(Problem set):
1/ Rewrite the cat rehoming thread between "What is wrong" and "towards the neutering!", inclusive, with "donation" replaced by "contribution".
2/ List every username that posts in the cat rehoming thread, each one only once.

(Selected extract):
# Cat needing a home



## Cheryl89 (Jun 24, 2013)

Hi guys

Just got an email from a lady who asked me to cat sit for 10 days, to which I said no probs - to which she shockingly replied "Actually I see you do rehoming, I'd like to give her up" :mad2:

Can anyone help foster in Essex whilst I begin the rehoming process or even so if there a rescue who can take her on now?

Please let me know xxx


----------



## catcoonz (Aug 4, 2012)

Do you have any more info hun, age/colour/neutered/ what type of home she needs as I maybe able to help you out. xxxx


----------



## Cheryl89 (Jun 24, 2013)

Right now hun all I know is he's an unchipped, 10 month old unneutered male  xxxx


----------



## catcoonz (Aug 4, 2012)

ok hun, happy to take him. xxxguessing shorthair. xx


----------



## catcoonz (Aug 4, 2012)

sorry male or female as we have her in the first post then him in the next


----------



## Cheryl89 (Jun 24, 2013)

Hahahahah so sorry babe,, it's a him  He's not neutered or chipped but up to date with vacs xxxxxx


----------



## catcoonz (Aug 4, 2012)

That's fine hun, he will need neutering asap. xx


----------



## Cats cats cats (Feb 4, 2011)

What is wrong with people !! :mad2: :mad2: :mad2:


----------



## ChinaBlue (Feb 3, 2008)

I would suggest you ask the owner for a donation towards the neutering!


----------



## GingerJasper (Oct 29, 2012)

I'm on 1/2 term hols next week so if any help is needed let me know. Can do transport to CC if needed. Any excuse to see her and the MC's.


----------



## catcoonz (Aug 4, 2012)

Updating thread:

cat has found a home.


----------



## moggiemum (Mar 28, 2013)

catcoonz said:


> sorry male or female as we have her in the first post then him in the next


cherly you working too hard lol xxxoops i always have to retype your name shirley, i working too hard as well lol, babyies are hard work but i love it xxxx

great news for him xxx


----------



## moggiemum (Mar 28, 2013)

GingerJasper said:


> I'm on 1/2 term hols next week so if any help is needed let me know. Can do transport to CC if needed. Any excuse to see her and the MC's.


ahh great thinking ....i wish i could drive xx


----------

(Material supplied):
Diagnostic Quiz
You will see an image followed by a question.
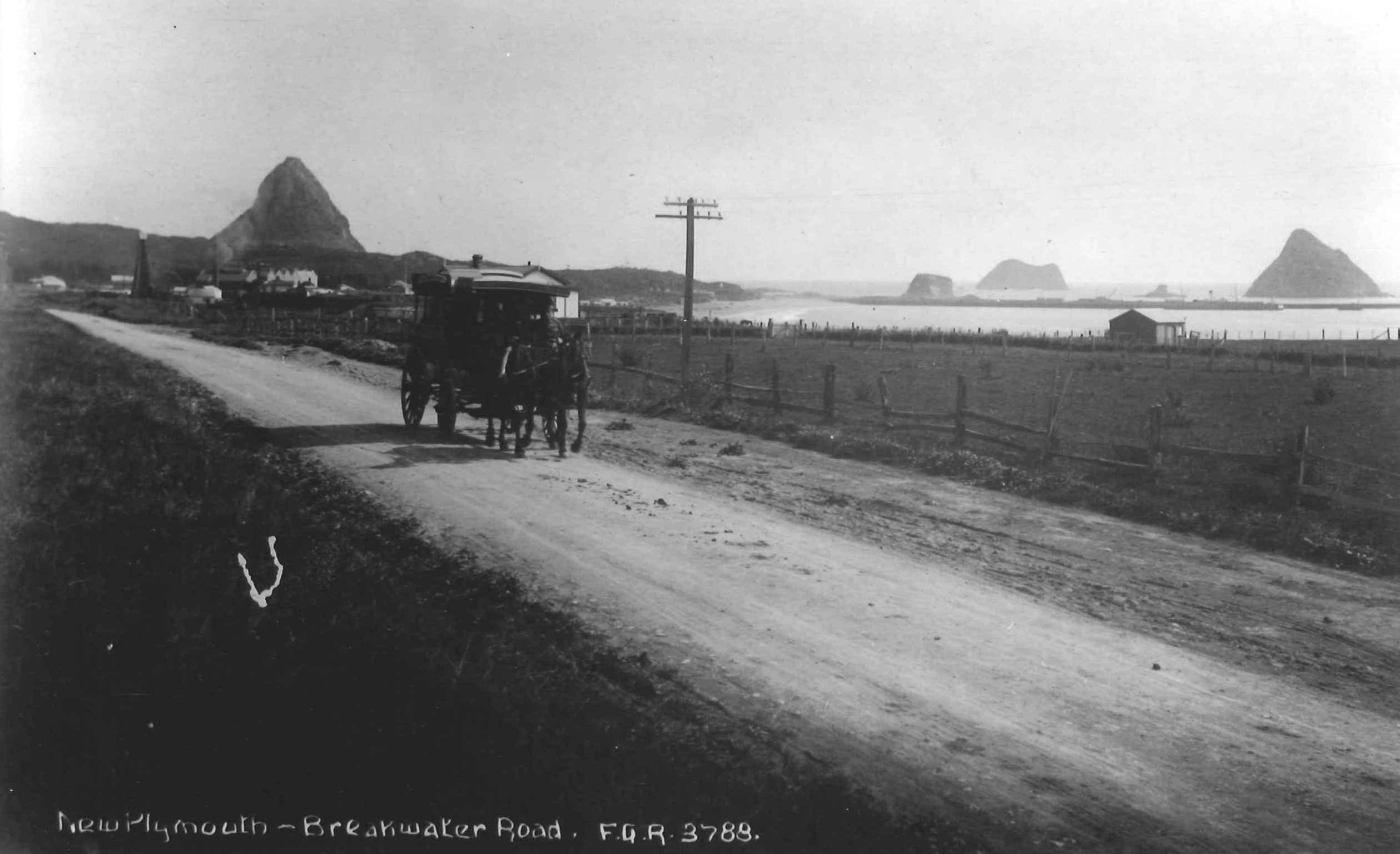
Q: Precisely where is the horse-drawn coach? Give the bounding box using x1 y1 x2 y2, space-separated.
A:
399 267 588 456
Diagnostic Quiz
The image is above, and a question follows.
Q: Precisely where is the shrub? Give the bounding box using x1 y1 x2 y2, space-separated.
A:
1313 376 1337 406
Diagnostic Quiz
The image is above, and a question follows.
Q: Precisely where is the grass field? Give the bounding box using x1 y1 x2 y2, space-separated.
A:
0 304 976 851
592 329 1400 574
33 295 1400 574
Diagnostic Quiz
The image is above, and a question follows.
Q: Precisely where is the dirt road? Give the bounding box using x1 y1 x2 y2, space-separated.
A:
60 314 1400 851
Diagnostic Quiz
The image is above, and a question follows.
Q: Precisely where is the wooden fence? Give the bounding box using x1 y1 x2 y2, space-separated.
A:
591 352 1400 515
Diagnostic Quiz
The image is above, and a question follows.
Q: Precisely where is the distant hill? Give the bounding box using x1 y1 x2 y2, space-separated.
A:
905 273 954 300
977 257 1070 291
0 211 443 289
0 211 214 284
1245 228 1384 297
214 157 364 259
550 267 745 302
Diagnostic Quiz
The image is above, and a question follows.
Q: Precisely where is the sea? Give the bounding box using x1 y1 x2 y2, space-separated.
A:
683 281 1400 340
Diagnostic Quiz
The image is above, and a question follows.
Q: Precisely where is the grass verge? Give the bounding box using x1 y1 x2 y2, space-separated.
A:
589 389 1400 575
0 308 977 851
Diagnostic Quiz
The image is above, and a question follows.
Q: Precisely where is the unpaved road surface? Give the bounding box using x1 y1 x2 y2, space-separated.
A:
62 314 1400 851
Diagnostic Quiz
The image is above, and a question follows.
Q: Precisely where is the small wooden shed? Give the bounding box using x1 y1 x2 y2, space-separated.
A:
1109 308 1186 344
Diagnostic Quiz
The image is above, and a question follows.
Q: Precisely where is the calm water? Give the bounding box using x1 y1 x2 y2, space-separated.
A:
696 286 1400 340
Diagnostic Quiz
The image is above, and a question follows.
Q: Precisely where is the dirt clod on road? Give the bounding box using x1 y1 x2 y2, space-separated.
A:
62 314 1400 851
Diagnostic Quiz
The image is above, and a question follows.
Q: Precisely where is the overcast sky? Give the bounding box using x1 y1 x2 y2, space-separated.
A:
0 0 1400 284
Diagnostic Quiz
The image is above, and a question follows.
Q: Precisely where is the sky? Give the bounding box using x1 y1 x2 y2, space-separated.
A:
0 0 1400 284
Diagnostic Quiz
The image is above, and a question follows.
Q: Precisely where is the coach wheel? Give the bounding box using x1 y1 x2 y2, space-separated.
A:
399 363 433 427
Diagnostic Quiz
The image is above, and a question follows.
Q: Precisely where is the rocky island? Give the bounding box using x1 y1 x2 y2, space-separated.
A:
1245 228 1384 298
977 257 1070 291
903 273 954 300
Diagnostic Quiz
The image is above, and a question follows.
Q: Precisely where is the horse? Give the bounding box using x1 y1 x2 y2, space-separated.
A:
501 336 588 456
535 335 589 456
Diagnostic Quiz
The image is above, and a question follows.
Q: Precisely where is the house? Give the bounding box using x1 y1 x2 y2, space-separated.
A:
444 255 578 318
195 265 256 292
254 263 319 294
29 276 68 292
1109 308 1186 346
183 284 224 305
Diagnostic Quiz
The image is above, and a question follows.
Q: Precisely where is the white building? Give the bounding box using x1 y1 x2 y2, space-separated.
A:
446 255 578 318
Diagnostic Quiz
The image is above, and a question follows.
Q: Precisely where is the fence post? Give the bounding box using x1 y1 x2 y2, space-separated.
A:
1294 424 1308 507
1040 367 1060 465
954 374 967 448
822 364 836 421
1146 403 1162 475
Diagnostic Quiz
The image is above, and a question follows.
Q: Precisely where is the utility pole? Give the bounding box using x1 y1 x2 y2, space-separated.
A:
657 196 724 389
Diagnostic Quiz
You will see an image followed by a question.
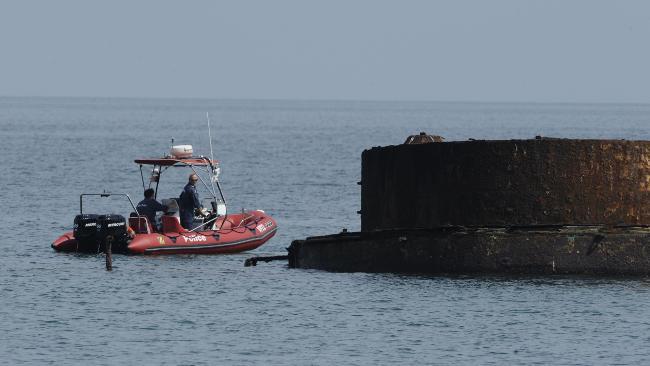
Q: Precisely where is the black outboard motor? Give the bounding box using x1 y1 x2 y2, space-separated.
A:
73 214 99 251
96 214 129 253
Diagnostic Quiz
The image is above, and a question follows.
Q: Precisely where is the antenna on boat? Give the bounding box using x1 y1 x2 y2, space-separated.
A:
205 112 214 165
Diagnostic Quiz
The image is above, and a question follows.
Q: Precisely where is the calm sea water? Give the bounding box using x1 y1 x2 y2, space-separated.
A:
0 98 650 365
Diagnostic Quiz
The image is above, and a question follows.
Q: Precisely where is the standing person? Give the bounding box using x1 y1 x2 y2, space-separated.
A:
137 188 167 227
179 173 201 230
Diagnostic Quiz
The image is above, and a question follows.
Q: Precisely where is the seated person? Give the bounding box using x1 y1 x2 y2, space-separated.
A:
136 188 167 227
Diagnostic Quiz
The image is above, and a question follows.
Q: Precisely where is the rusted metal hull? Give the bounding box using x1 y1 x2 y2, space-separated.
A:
361 139 650 231
289 226 650 275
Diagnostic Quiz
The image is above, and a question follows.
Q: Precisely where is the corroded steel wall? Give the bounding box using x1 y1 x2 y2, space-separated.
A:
288 226 650 276
361 138 650 231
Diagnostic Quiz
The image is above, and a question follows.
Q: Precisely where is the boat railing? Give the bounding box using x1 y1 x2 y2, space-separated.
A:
79 192 140 216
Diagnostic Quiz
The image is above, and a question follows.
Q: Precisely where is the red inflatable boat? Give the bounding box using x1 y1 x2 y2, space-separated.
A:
52 145 277 254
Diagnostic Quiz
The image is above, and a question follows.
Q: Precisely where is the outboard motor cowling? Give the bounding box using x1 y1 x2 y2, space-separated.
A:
97 214 128 252
73 214 99 245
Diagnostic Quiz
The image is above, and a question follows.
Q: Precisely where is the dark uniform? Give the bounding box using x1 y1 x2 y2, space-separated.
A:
178 183 201 230
137 198 166 226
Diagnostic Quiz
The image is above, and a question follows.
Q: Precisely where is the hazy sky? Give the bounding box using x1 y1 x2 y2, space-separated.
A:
0 0 650 102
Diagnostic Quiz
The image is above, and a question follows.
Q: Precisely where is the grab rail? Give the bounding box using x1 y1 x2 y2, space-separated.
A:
79 192 140 216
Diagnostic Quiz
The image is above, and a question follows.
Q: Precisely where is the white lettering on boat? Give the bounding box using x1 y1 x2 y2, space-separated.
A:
256 221 273 233
183 235 208 243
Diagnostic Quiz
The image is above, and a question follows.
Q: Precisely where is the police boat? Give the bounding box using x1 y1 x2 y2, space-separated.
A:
52 145 277 254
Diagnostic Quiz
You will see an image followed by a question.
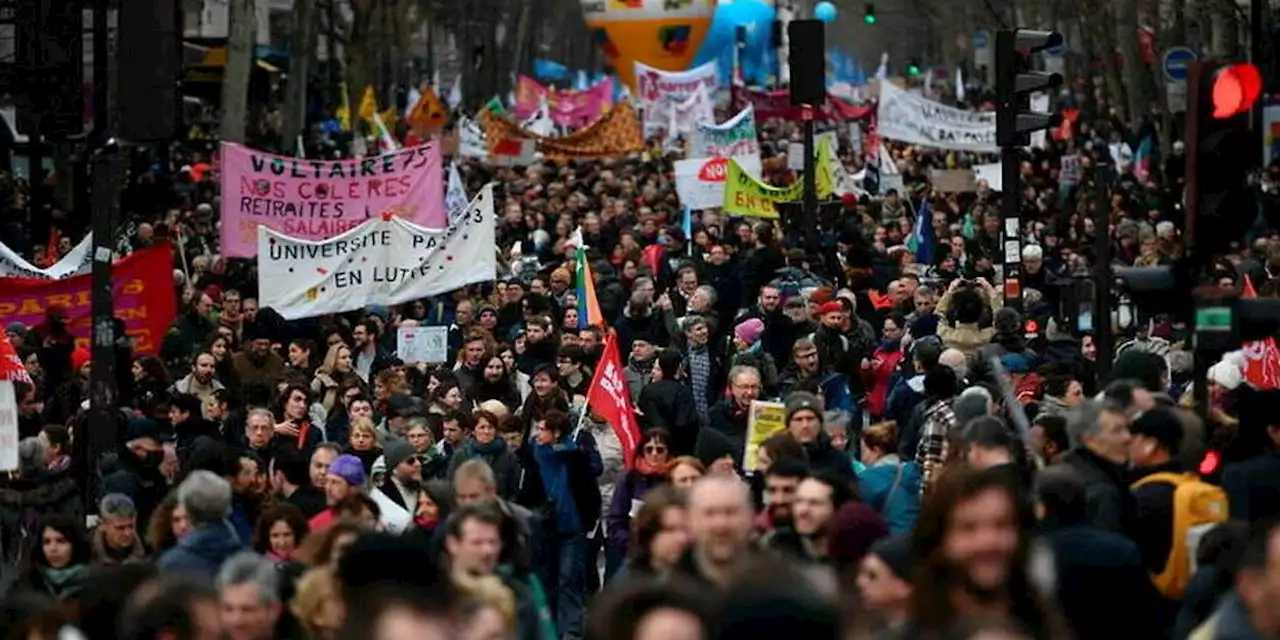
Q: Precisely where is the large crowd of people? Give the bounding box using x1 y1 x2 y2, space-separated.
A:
0 86 1280 640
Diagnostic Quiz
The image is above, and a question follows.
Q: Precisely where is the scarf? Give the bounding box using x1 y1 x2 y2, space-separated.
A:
636 454 671 477
879 339 902 352
40 564 88 594
471 438 507 456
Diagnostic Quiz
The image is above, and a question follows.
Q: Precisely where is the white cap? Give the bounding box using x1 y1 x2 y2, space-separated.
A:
1208 361 1244 389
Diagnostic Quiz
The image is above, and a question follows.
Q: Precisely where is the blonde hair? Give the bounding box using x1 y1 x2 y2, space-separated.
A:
453 575 516 634
319 342 355 374
289 567 346 637
476 399 511 426
347 417 381 444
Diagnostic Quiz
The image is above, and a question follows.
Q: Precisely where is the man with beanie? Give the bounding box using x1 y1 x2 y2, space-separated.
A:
786 392 858 483
858 534 915 637
915 366 956 497
694 429 741 474
378 438 422 513
636 349 700 456
731 317 778 396
232 323 284 387
307 453 367 532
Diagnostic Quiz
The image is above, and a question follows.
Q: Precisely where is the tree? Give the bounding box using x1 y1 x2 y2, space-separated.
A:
220 0 255 142
280 0 316 148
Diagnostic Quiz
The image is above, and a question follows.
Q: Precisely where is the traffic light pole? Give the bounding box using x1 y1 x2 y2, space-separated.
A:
1093 157 1115 387
803 105 820 255
83 0 122 512
1000 147 1023 311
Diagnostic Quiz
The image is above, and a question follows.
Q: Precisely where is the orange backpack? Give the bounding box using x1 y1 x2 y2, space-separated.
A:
1133 472 1229 600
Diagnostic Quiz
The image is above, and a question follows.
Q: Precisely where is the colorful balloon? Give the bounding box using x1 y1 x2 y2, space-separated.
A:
813 0 836 24
692 0 776 83
581 0 716 90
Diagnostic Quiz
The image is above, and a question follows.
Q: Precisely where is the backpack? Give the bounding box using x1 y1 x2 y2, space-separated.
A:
1133 472 1229 600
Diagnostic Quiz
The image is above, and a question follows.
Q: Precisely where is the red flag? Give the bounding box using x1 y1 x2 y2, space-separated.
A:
36 225 63 269
0 332 32 384
586 332 640 468
1240 275 1280 389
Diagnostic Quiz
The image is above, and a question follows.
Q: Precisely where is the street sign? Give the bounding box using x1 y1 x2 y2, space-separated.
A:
1165 81 1187 114
1161 46 1197 82
973 29 991 67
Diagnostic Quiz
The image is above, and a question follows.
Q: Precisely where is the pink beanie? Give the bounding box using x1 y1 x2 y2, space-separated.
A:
733 317 764 344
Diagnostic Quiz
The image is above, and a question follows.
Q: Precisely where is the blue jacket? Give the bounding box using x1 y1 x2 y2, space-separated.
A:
156 521 246 580
858 454 922 534
604 468 667 550
534 431 603 535
778 367 855 413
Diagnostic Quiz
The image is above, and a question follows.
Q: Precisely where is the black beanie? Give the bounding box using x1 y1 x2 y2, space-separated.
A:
694 429 740 467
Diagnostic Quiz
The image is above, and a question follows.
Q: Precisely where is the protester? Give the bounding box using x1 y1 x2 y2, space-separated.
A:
0 45 1280 640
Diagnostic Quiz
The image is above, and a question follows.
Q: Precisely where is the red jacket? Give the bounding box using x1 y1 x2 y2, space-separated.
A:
863 347 902 417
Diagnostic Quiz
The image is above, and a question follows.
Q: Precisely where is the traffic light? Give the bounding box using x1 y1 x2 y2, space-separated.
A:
996 29 1062 147
1188 63 1262 255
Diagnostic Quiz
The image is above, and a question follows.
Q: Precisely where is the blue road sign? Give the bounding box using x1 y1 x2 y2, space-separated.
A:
1161 46 1197 82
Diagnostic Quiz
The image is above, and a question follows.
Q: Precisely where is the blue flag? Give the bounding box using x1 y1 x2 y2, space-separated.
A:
534 58 568 81
911 197 938 266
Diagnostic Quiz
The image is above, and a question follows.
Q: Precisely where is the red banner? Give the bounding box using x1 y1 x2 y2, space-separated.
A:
586 333 640 468
0 244 178 355
1240 275 1280 389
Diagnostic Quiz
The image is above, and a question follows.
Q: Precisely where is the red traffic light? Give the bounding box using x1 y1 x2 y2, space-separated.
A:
1213 63 1262 120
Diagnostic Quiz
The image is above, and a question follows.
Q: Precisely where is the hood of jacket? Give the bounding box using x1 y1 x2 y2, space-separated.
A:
178 521 244 563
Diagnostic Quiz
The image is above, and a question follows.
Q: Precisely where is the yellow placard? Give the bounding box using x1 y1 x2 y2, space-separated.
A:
723 140 837 220
742 401 787 471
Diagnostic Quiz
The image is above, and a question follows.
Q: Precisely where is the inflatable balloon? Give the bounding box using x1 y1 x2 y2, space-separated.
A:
813 0 836 24
694 0 774 83
581 0 716 90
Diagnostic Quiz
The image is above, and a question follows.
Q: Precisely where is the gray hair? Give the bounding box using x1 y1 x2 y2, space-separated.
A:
97 493 138 518
451 458 498 489
791 337 818 356
728 365 762 384
1066 399 1125 449
178 470 232 526
216 552 280 604
244 407 275 426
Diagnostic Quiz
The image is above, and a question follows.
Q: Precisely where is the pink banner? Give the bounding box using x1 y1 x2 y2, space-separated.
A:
220 141 448 257
516 76 613 129
733 87 873 122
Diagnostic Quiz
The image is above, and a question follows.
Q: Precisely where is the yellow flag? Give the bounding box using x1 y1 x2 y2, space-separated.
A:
724 143 833 219
334 82 351 131
358 86 378 122
381 106 399 129
408 87 449 129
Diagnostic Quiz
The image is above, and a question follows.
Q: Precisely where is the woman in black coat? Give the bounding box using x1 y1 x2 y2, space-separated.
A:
14 515 92 600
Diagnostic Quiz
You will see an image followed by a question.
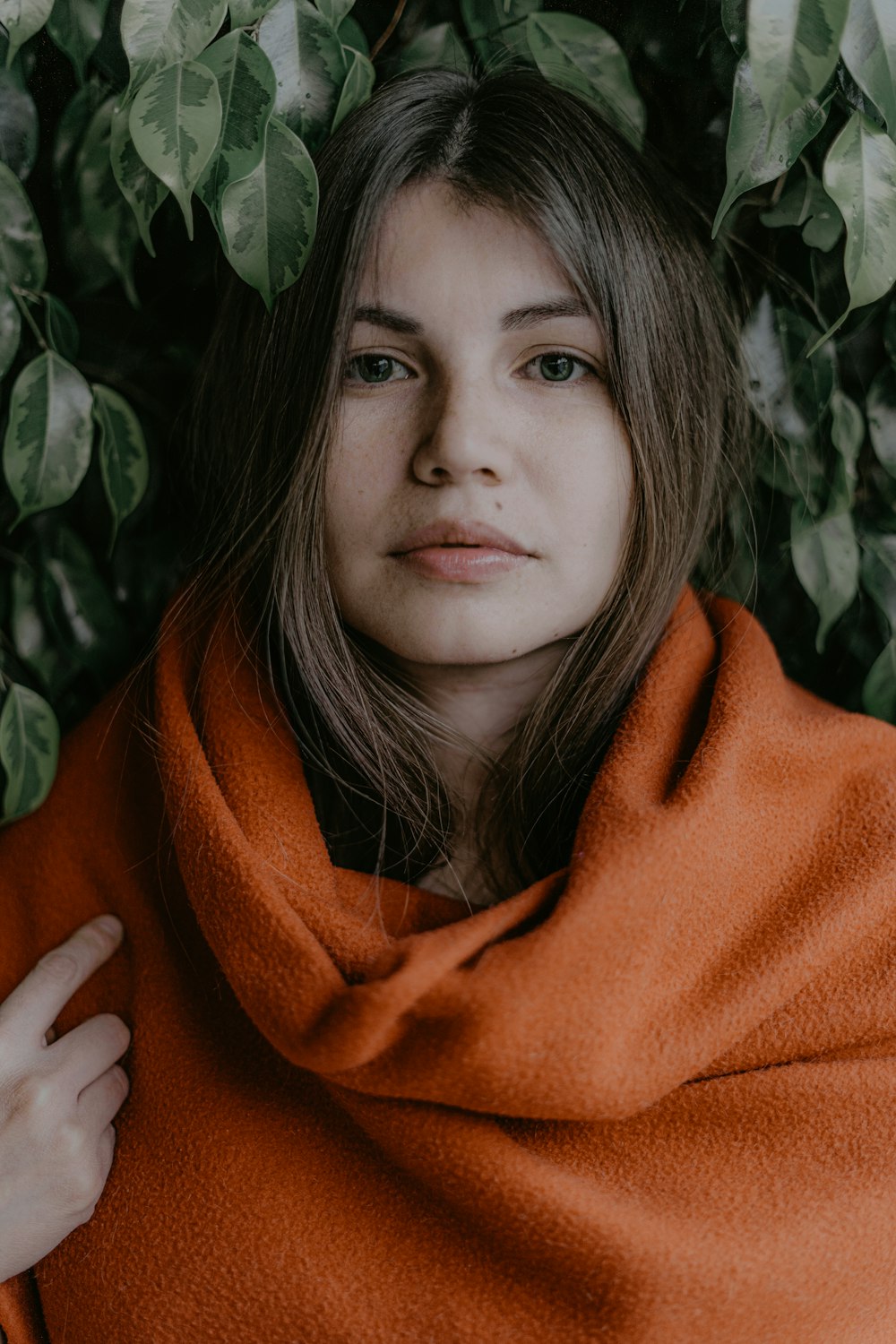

(Solution list):
1/
What is wrong with people !! :mad2: :mad2: :mad2:


----------



## ChinaBlue (Feb 3, 2008)

I would suggest you ask the owner for a contribution towards the neutering!

2/
Cheryl89
catcoonz
Cats cats cats
ChinaBlue
GingerJasper
moggiemum